All lines that hold the string "standing" should be copied. Find them in the listing below.

------------------------------------------------------------------------

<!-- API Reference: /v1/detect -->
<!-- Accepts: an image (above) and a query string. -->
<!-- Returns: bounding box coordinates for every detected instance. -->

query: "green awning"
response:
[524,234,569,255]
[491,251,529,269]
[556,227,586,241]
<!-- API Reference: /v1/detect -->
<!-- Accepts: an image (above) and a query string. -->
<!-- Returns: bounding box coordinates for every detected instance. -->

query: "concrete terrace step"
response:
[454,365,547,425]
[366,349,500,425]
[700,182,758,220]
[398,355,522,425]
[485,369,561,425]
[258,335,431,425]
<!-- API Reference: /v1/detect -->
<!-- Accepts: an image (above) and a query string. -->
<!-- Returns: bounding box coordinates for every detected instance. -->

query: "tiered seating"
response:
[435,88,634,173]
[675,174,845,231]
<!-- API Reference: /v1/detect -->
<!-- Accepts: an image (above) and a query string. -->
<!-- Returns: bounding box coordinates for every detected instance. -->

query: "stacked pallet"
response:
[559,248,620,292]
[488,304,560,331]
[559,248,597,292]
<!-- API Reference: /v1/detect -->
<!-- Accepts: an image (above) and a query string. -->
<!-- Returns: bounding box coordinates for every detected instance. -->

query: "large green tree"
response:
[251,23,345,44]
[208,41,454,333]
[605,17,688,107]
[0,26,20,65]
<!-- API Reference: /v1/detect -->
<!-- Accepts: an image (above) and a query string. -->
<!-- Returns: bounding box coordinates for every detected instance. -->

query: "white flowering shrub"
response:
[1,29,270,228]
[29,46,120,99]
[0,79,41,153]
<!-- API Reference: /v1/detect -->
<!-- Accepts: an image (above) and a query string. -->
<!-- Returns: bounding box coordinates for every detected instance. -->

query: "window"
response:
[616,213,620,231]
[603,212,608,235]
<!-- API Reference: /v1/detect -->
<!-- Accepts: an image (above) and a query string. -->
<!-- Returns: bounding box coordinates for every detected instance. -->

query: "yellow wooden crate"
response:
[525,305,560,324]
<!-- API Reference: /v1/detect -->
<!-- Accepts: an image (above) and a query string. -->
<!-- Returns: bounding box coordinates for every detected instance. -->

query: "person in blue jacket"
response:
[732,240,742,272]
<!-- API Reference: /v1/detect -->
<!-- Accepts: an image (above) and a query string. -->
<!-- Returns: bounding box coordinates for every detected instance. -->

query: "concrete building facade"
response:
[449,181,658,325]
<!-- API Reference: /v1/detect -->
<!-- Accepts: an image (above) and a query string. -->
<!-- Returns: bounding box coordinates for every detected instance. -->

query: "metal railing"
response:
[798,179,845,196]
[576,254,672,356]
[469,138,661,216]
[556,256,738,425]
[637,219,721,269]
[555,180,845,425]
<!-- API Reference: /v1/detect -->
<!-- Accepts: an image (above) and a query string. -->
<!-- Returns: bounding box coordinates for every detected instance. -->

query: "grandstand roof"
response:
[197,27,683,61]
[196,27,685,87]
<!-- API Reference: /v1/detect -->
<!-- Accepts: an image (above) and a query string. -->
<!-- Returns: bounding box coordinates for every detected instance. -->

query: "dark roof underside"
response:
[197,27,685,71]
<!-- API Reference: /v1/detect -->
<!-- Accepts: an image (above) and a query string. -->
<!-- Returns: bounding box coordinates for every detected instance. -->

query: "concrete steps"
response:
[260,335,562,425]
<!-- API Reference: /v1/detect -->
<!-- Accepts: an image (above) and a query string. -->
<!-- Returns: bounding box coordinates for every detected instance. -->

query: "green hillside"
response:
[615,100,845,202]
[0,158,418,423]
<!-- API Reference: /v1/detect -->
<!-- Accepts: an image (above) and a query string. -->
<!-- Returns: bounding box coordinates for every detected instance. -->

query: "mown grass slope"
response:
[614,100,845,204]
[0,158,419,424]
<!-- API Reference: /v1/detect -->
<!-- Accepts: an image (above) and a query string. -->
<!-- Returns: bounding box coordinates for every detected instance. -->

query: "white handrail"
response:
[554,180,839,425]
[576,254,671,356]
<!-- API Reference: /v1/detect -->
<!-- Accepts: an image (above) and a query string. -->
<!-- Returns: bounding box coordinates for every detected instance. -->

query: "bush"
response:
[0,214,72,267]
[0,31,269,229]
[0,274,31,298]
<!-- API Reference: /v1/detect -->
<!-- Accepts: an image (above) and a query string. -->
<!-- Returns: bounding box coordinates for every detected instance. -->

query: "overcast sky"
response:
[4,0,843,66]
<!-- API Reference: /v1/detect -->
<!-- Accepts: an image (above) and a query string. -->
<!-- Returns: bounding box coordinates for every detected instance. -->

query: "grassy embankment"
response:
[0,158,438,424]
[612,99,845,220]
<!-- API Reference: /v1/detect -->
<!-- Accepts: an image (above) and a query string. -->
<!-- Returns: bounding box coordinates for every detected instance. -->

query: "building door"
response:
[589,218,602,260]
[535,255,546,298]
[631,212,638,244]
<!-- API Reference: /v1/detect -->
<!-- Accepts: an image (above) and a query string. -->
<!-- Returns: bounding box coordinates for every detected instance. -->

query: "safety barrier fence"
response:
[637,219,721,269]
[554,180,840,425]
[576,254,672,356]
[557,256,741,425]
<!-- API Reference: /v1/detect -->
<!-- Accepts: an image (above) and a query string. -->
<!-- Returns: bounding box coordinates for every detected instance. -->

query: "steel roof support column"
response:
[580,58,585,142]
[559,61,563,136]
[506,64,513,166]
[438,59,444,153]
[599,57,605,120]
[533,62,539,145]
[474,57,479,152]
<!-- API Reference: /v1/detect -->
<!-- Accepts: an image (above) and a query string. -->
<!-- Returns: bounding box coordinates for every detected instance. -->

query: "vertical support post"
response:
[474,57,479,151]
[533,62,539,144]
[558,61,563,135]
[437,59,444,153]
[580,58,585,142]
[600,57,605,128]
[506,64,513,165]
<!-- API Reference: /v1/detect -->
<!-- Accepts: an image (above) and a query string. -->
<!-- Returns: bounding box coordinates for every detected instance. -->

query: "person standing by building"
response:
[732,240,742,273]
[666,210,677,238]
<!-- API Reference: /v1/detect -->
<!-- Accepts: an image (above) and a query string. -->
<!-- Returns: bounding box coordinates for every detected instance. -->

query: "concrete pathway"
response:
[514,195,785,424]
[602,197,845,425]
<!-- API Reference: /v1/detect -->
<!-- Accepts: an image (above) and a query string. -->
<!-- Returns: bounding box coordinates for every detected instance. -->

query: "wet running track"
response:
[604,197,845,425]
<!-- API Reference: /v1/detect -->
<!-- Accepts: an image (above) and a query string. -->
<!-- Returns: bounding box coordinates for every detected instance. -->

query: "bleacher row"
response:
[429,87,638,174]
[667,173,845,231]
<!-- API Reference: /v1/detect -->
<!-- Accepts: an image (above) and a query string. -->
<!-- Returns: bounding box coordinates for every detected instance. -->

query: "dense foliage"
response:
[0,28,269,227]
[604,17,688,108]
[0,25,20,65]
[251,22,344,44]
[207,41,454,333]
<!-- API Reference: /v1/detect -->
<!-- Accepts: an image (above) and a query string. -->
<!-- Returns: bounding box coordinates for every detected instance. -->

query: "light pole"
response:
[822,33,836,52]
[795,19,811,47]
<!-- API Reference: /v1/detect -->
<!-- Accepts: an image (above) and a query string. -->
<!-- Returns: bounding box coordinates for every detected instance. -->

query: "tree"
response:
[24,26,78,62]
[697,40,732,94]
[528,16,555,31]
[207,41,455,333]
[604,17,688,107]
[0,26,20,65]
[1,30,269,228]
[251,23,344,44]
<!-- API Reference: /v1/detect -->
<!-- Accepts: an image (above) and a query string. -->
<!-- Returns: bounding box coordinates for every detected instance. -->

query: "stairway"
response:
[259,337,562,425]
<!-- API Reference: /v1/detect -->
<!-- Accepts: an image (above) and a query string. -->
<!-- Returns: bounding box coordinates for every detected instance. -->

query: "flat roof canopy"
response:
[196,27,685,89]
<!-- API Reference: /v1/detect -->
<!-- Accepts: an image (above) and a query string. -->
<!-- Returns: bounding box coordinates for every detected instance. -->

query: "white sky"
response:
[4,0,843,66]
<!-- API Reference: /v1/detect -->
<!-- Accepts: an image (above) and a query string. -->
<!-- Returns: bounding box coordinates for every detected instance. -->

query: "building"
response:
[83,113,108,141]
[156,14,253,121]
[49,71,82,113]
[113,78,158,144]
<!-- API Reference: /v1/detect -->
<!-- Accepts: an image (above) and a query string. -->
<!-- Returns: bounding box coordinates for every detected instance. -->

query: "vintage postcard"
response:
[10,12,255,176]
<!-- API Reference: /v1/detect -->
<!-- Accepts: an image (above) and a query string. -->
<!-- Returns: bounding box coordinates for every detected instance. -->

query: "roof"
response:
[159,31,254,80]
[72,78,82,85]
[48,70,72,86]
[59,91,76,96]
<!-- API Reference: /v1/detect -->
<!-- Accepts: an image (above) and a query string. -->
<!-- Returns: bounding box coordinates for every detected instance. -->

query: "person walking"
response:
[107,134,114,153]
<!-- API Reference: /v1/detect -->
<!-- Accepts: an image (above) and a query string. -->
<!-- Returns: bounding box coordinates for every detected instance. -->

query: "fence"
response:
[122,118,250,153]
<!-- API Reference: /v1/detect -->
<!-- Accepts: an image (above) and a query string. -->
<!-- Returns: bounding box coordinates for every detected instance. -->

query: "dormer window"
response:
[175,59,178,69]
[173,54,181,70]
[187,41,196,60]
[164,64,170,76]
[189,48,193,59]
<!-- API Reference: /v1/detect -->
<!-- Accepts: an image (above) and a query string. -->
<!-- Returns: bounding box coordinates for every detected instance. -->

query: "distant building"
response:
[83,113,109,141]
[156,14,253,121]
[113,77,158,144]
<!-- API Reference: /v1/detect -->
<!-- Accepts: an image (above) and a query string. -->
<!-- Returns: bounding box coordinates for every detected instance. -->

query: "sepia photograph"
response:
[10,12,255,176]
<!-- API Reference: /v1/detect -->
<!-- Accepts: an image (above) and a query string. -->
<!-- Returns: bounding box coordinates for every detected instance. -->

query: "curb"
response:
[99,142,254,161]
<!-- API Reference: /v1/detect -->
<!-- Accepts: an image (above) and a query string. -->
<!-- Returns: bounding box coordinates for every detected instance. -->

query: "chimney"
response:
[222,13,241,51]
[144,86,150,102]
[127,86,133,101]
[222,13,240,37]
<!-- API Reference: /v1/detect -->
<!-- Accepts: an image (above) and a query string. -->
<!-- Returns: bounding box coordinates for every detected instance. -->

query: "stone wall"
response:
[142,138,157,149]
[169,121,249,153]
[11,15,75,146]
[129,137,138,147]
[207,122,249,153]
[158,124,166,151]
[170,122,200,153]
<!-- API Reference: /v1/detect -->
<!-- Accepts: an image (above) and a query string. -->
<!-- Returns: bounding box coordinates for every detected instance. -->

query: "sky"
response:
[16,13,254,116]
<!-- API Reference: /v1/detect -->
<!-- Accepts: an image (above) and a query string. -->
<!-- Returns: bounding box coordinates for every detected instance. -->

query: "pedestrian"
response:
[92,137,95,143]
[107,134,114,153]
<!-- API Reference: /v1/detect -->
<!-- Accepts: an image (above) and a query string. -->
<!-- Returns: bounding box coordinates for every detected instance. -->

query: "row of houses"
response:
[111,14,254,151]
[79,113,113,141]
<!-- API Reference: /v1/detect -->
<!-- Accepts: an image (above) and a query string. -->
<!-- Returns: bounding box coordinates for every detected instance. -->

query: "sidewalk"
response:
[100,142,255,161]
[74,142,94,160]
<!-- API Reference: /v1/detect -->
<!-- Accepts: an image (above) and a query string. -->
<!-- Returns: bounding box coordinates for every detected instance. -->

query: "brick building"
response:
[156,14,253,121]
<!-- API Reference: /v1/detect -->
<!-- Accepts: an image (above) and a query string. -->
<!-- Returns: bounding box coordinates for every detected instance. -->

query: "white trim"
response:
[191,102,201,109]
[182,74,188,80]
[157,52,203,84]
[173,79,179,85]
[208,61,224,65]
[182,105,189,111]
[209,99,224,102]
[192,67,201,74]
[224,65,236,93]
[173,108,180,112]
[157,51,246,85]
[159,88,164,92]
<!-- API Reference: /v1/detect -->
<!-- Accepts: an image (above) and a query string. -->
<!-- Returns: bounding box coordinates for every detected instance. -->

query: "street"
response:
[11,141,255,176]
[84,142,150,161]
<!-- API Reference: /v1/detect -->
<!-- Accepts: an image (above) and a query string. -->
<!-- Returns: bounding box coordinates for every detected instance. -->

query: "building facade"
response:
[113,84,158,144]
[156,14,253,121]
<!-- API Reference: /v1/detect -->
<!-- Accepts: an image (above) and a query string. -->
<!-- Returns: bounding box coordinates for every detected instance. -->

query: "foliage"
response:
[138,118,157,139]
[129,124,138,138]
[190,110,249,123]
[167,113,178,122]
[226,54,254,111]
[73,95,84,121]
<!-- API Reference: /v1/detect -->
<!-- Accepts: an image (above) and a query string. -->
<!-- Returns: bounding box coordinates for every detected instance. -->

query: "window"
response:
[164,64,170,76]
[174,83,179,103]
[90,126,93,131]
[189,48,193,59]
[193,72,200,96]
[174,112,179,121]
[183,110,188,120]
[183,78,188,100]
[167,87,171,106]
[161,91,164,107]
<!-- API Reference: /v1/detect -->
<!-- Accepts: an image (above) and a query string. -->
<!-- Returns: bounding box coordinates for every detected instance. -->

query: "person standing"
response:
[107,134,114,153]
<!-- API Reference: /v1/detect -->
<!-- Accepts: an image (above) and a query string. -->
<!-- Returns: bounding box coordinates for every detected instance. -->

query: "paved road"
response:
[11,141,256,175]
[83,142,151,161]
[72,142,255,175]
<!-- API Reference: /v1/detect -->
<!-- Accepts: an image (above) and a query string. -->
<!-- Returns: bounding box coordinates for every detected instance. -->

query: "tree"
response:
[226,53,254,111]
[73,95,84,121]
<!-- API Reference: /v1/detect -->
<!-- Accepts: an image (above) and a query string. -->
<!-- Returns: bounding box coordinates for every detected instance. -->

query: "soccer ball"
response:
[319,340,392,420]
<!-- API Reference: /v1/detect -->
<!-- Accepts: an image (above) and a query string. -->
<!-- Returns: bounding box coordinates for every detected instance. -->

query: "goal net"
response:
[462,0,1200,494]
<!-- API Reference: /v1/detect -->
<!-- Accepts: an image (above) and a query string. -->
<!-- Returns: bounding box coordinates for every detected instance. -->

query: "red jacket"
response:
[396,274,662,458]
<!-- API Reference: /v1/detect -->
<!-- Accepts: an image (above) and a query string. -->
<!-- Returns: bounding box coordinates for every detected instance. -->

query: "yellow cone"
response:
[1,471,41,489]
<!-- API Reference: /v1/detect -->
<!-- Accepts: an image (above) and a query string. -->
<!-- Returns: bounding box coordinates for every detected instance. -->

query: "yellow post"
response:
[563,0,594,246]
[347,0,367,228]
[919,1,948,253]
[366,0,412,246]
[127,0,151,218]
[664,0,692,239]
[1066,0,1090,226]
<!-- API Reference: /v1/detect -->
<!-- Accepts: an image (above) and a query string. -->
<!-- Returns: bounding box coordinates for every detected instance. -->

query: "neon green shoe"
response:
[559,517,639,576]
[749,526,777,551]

------------------------------------------------------------------------

◆ Answer box:
query: "person standing by building"
query: "person standing"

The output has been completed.